Transcribe the entire listing below, reproducing each line without alteration.

[Items listed in a dataset]
start
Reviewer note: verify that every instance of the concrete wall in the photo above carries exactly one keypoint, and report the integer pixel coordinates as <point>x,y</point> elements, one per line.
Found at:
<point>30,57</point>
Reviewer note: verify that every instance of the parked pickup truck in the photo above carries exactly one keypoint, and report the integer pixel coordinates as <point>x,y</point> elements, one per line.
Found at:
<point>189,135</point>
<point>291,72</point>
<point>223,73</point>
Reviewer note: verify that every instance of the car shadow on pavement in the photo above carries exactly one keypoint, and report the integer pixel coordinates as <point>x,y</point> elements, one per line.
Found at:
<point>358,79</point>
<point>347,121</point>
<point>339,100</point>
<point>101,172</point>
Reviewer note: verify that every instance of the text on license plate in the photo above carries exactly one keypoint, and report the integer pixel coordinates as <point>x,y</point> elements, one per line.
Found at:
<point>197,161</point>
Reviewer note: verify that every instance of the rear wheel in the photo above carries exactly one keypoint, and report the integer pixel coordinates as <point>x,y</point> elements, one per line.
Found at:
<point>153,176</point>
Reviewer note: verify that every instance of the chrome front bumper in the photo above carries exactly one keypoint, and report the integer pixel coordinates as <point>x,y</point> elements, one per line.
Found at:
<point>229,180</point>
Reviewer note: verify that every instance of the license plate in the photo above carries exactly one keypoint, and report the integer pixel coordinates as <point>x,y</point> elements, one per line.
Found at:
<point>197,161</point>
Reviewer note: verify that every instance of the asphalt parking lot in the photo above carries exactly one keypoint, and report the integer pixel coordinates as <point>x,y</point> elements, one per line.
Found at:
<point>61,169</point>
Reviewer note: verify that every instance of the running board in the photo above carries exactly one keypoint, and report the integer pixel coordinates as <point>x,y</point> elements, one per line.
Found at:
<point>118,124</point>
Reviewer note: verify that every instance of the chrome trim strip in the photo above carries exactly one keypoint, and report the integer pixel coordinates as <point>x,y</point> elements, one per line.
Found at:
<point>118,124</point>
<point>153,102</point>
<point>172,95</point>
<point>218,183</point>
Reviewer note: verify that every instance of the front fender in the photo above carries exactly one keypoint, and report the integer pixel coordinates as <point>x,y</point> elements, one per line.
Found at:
end
• Problem solution:
Reviewer note: verify that every instance of the concrete wall in the photo above carries exactly one keypoint, and report the integer pixel coordinates as <point>x,y</point> elements, one per line.
Found at:
<point>30,57</point>
Reviewer note: verify that every instance of the parked pickup truck in the photo above carries exactly one keypoint, and report the integer pixel coordinates as <point>x,y</point> elements, one per line.
Found at:
<point>189,135</point>
<point>291,72</point>
<point>223,73</point>
Reviewer note: verify that every instance of the car shadow on pavement in the photo above carries exactly one keypoint, and report the integer pixel coordinates as <point>x,y</point> elements, one per line.
Found at:
<point>358,79</point>
<point>347,121</point>
<point>339,100</point>
<point>101,172</point>
Reviewer note: verify that every instance of the text on license plate in the photo above carries exactly one keypoint, and report the integer pixel coordinates as <point>x,y</point> elements, one per line.
Found at:
<point>197,161</point>
Reviewer note: verify that every instance of the rear wheel in the photo above carries exactly one keypoint, and report the integer pixel coordinates as <point>x,y</point> elements, one per line.
Found at:
<point>153,176</point>
Reviewer note: verify that every instance of the chrome front bumper in the photo above carries exactly one keypoint, and report the integer pixel coordinates as <point>x,y</point> elements, one per line.
Found at:
<point>229,180</point>
Reviewer note: verify that every instance of the license plate in the photo above carries exactly one keypoint, and report the integer pixel coordinates as <point>x,y</point> elements, one per line.
Found at:
<point>197,161</point>
Reviewer note: verify that every instance of the asphalt parking lot in the photo above carries exactly one keypoint, and report the integer pixel coordinates as <point>x,y</point> elements, one per line.
Found at:
<point>61,169</point>
Reviewer note: verify that every instance of the running board in the photo above carries exactly one keypoint, and report the integer pixel coordinates as <point>x,y</point> elements, one per line.
Found at:
<point>118,124</point>
Reviewer note: verify that every instance of the chrome trim strip in the photo above carries exactly one keypoint, and report the integer pixel coordinates as <point>x,y</point> elements, one per line.
Found at:
<point>118,124</point>
<point>153,102</point>
<point>172,95</point>
<point>218,183</point>
Reviewer note: verify that every instance of the front fender in the photo above carries exactly one keypoint, and report the integer pixel coordinates as <point>x,y</point> elements, one per line.
Found at:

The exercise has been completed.